* _Texte à lire_
▼

Population à risque et soutien budgétaire massif
Le système de santé américain, bien que très moderne, n’est pas le mieux armé pour faire face à une épidémie de masse. Coûteux (les États-Unis lui consacrent 17 points de PIB, un record dans l’OCDE), ses capacités d’accueil n’en sont pas moins réduites (2,8 lits d’hôpitaux pour 1 000 habitants, soit deux fois moins qu’en France et trois fois moins qu’en Allemagne) et sélectives. En l’absence de couverture maladie universelle, ceux qui ne bénéficient pas d’une assurance privée, soit près de 106 millions d’Américains (un sur trois), n’y ont qu’un accès limité[2]. La protection étant le plus souvent liée à l’emploi, l’envolée du chômage (cf. graphique 2) aura pour effet d’augmenter le degré de vulnérabilité de la population face à l’épidémie.

▲

* _Données étudiées_

▼

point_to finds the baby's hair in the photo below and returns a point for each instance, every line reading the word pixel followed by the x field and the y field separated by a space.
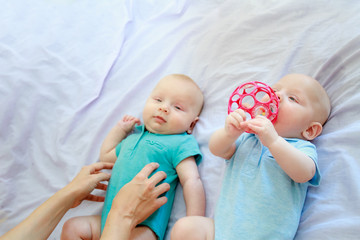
pixel 189 79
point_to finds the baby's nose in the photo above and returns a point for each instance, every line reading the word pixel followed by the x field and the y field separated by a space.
pixel 164 108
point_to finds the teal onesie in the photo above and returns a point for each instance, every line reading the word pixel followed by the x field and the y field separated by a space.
pixel 141 148
pixel 258 199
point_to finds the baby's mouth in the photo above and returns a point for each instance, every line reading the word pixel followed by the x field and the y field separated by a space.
pixel 160 119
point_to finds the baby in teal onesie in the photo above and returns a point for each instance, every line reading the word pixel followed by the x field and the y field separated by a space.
pixel 169 116
pixel 269 167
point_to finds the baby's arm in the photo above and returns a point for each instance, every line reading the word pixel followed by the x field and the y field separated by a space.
pixel 296 164
pixel 222 142
pixel 193 190
pixel 116 135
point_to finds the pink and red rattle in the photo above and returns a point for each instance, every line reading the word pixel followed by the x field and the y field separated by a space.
pixel 255 98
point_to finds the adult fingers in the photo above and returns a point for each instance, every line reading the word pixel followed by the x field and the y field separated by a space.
pixel 101 176
pixel 95 198
pixel 96 167
pixel 101 186
pixel 147 170
pixel 162 188
pixel 157 177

▲

* _Travail demandé A_
Répondez aux questions suivantes d'après le passage sur le système de santé américain.
(i) Combien de points de PIB les États-Unis consacrent-ils à leur système de santé ?
(ii) Combien de lits d'hôpitaux compte-t-on pour 1 000 habitants aux États-Unis ?
(iii) Combien d'Américains ne bénéficient pas d'une assurance privée ?
* _Travail demandé B_
Recopiez, s'il vous plaît, le passage sur le système de santé américain de « Population à risque » jusqu'à « face à l’épidémie. ».

* _Corrigé A_
(i) 17 points de PIB.
(ii) 2,8 lits d'hôpitaux pour 1 000 habitants.
(iii) Près de 106 millions d'Américains, soit un sur trois.

* _Corrigé B_
Population à risque et soutien budgétaire massif
Le système de santé américain, bien que très moderne, n’est pas le mieux armé pour faire face à une épidémie de masse. Coûteux (les États-Unis lui consacrent 17 points de PIB, un record dans l’OCDE), ses capacités d’accueil n’en sont pas moins réduites (2,8 lits d’hôpitaux pour 1 000 habitants, soit deux fois moins qu’en France et trois fois moins qu’en Allemagne) et sélectives. En l’absence de couverture maladie universelle, ceux qui ne bénéficient pas d’une assurance privée, soit près de 106 millions d’Américains (un sur trois), n’y ont qu’un accès limité[2]. La protection étant le plus souvent liée à l’emploi, l’envolée du chômage (cf. graphique 2) aura pour effet d’augmenter le degré de vulnérabilité de la population face à l’épidémie.